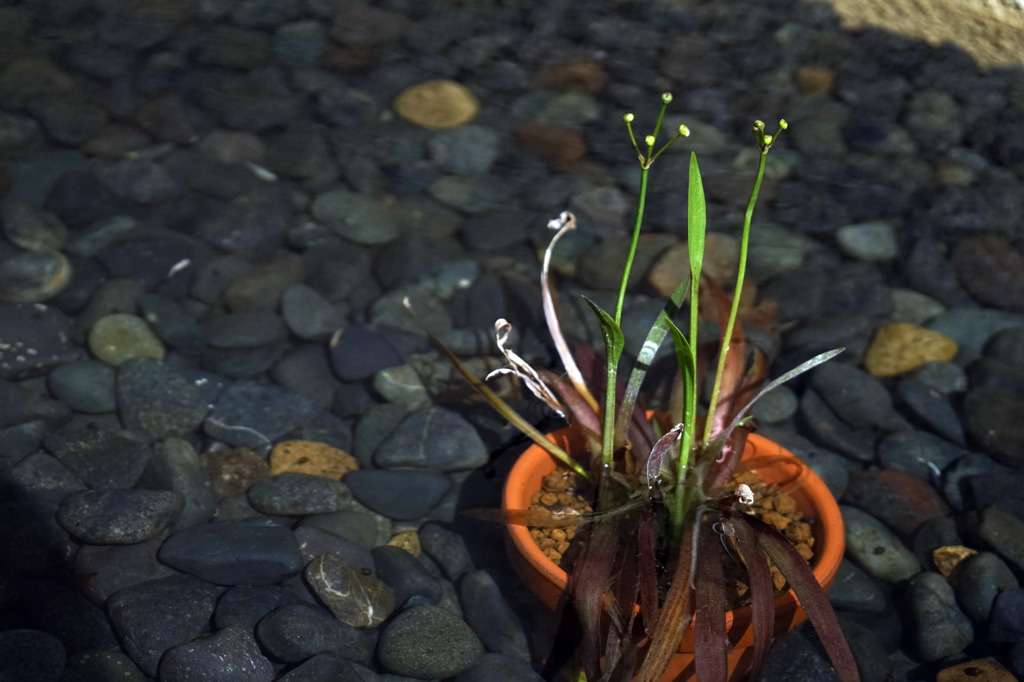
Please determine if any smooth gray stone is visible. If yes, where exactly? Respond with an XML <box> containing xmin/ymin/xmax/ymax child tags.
<box><xmin>57</xmin><ymin>489</ymin><xmax>184</xmax><ymax>545</ymax></box>
<box><xmin>256</xmin><ymin>604</ymin><xmax>373</xmax><ymax>664</ymax></box>
<box><xmin>377</xmin><ymin>605</ymin><xmax>483</xmax><ymax>679</ymax></box>
<box><xmin>840</xmin><ymin>505</ymin><xmax>921</xmax><ymax>583</ymax></box>
<box><xmin>952</xmin><ymin>552</ymin><xmax>1020</xmax><ymax>625</ymax></box>
<box><xmin>374</xmin><ymin>408</ymin><xmax>487</xmax><ymax>471</ymax></box>
<box><xmin>106</xmin><ymin>576</ymin><xmax>219</xmax><ymax>677</ymax></box>
<box><xmin>160</xmin><ymin>626</ymin><xmax>274</xmax><ymax>682</ymax></box>
<box><xmin>159</xmin><ymin>519</ymin><xmax>303</xmax><ymax>585</ymax></box>
<box><xmin>910</xmin><ymin>571</ymin><xmax>974</xmax><ymax>660</ymax></box>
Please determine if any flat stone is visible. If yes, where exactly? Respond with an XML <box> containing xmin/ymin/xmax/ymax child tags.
<box><xmin>910</xmin><ymin>572</ymin><xmax>974</xmax><ymax>660</ymax></box>
<box><xmin>115</xmin><ymin>357</ymin><xmax>208</xmax><ymax>438</ymax></box>
<box><xmin>269</xmin><ymin>440</ymin><xmax>359</xmax><ymax>480</ymax></box>
<box><xmin>840</xmin><ymin>505</ymin><xmax>921</xmax><ymax>583</ymax></box>
<box><xmin>57</xmin><ymin>489</ymin><xmax>184</xmax><ymax>545</ymax></box>
<box><xmin>106</xmin><ymin>576</ymin><xmax>219</xmax><ymax>677</ymax></box>
<box><xmin>159</xmin><ymin>519</ymin><xmax>302</xmax><ymax>585</ymax></box>
<box><xmin>0</xmin><ymin>629</ymin><xmax>68</xmax><ymax>682</ymax></box>
<box><xmin>864</xmin><ymin>323</ymin><xmax>957</xmax><ymax>377</ymax></box>
<box><xmin>89</xmin><ymin>312</ymin><xmax>165</xmax><ymax>367</ymax></box>
<box><xmin>345</xmin><ymin>469</ymin><xmax>452</xmax><ymax>521</ymax></box>
<box><xmin>304</xmin><ymin>554</ymin><xmax>395</xmax><ymax>628</ymax></box>
<box><xmin>256</xmin><ymin>604</ymin><xmax>373</xmax><ymax>663</ymax></box>
<box><xmin>377</xmin><ymin>604</ymin><xmax>483</xmax><ymax>679</ymax></box>
<box><xmin>159</xmin><ymin>626</ymin><xmax>274</xmax><ymax>682</ymax></box>
<box><xmin>248</xmin><ymin>472</ymin><xmax>352</xmax><ymax>516</ymax></box>
<box><xmin>393</xmin><ymin>80</ymin><xmax>480</xmax><ymax>130</ymax></box>
<box><xmin>374</xmin><ymin>408</ymin><xmax>487</xmax><ymax>471</ymax></box>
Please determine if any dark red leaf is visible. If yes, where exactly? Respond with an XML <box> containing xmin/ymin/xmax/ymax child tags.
<box><xmin>693</xmin><ymin>521</ymin><xmax>730</xmax><ymax>682</ymax></box>
<box><xmin>725</xmin><ymin>516</ymin><xmax>775</xmax><ymax>679</ymax></box>
<box><xmin>637</xmin><ymin>527</ymin><xmax>695</xmax><ymax>682</ymax></box>
<box><xmin>752</xmin><ymin>519</ymin><xmax>860</xmax><ymax>682</ymax></box>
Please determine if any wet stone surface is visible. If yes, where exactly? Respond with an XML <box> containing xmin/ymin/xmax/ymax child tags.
<box><xmin>0</xmin><ymin>0</ymin><xmax>1024</xmax><ymax>682</ymax></box>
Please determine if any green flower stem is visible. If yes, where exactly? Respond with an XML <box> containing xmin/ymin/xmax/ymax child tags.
<box><xmin>701</xmin><ymin>132</ymin><xmax>781</xmax><ymax>444</ymax></box>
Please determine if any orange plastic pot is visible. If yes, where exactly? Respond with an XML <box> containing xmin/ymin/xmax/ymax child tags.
<box><xmin>502</xmin><ymin>421</ymin><xmax>846</xmax><ymax>682</ymax></box>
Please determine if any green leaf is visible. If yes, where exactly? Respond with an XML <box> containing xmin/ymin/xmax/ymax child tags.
<box><xmin>583</xmin><ymin>296</ymin><xmax>626</xmax><ymax>368</ymax></box>
<box><xmin>686</xmin><ymin>152</ymin><xmax>708</xmax><ymax>287</ymax></box>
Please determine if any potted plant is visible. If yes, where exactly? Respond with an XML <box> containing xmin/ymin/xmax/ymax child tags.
<box><xmin>407</xmin><ymin>93</ymin><xmax>857</xmax><ymax>682</ymax></box>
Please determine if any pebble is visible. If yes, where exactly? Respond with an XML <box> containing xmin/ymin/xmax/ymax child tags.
<box><xmin>106</xmin><ymin>576</ymin><xmax>219</xmax><ymax>677</ymax></box>
<box><xmin>304</xmin><ymin>554</ymin><xmax>396</xmax><ymax>628</ymax></box>
<box><xmin>203</xmin><ymin>381</ymin><xmax>319</xmax><ymax>450</ymax></box>
<box><xmin>910</xmin><ymin>571</ymin><xmax>974</xmax><ymax>660</ymax></box>
<box><xmin>345</xmin><ymin>469</ymin><xmax>452</xmax><ymax>521</ymax></box>
<box><xmin>159</xmin><ymin>519</ymin><xmax>303</xmax><ymax>585</ymax></box>
<box><xmin>459</xmin><ymin>570</ymin><xmax>529</xmax><ymax>666</ymax></box>
<box><xmin>952</xmin><ymin>552</ymin><xmax>1020</xmax><ymax>626</ymax></box>
<box><xmin>840</xmin><ymin>506</ymin><xmax>921</xmax><ymax>583</ymax></box>
<box><xmin>377</xmin><ymin>604</ymin><xmax>483</xmax><ymax>679</ymax></box>
<box><xmin>864</xmin><ymin>323</ymin><xmax>957</xmax><ymax>377</ymax></box>
<box><xmin>43</xmin><ymin>422</ymin><xmax>151</xmax><ymax>489</ymax></box>
<box><xmin>256</xmin><ymin>604</ymin><xmax>373</xmax><ymax>664</ymax></box>
<box><xmin>374</xmin><ymin>408</ymin><xmax>487</xmax><ymax>471</ymax></box>
<box><xmin>115</xmin><ymin>356</ymin><xmax>208</xmax><ymax>438</ymax></box>
<box><xmin>159</xmin><ymin>626</ymin><xmax>274</xmax><ymax>682</ymax></box>
<box><xmin>0</xmin><ymin>250</ymin><xmax>72</xmax><ymax>303</ymax></box>
<box><xmin>269</xmin><ymin>440</ymin><xmax>359</xmax><ymax>480</ymax></box>
<box><xmin>393</xmin><ymin>80</ymin><xmax>480</xmax><ymax>130</ymax></box>
<box><xmin>248</xmin><ymin>472</ymin><xmax>352</xmax><ymax>516</ymax></box>
<box><xmin>200</xmin><ymin>447</ymin><xmax>270</xmax><ymax>500</ymax></box>
<box><xmin>964</xmin><ymin>387</ymin><xmax>1024</xmax><ymax>467</ymax></box>
<box><xmin>89</xmin><ymin>312</ymin><xmax>165</xmax><ymax>367</ymax></box>
<box><xmin>56</xmin><ymin>491</ymin><xmax>184</xmax><ymax>545</ymax></box>
<box><xmin>0</xmin><ymin>629</ymin><xmax>68</xmax><ymax>682</ymax></box>
<box><xmin>836</xmin><ymin>220</ymin><xmax>899</xmax><ymax>261</ymax></box>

--------------------------------

_INSTRUCTION_
Which lines in the items above contain the word "leaf", matching case exactly? Copy each of them.

_ANSWER FOR THE TASK_
Please determine if any dark red leaf is visible. If yes, where exactly? Respond with an XML <box> containing xmin/ymin/xmax/ymax child tags.
Please determine if any green leaf is visible. If yes, where exactly? Respond with an XML <box> containing xmin/ymin/xmax/ymax child tags.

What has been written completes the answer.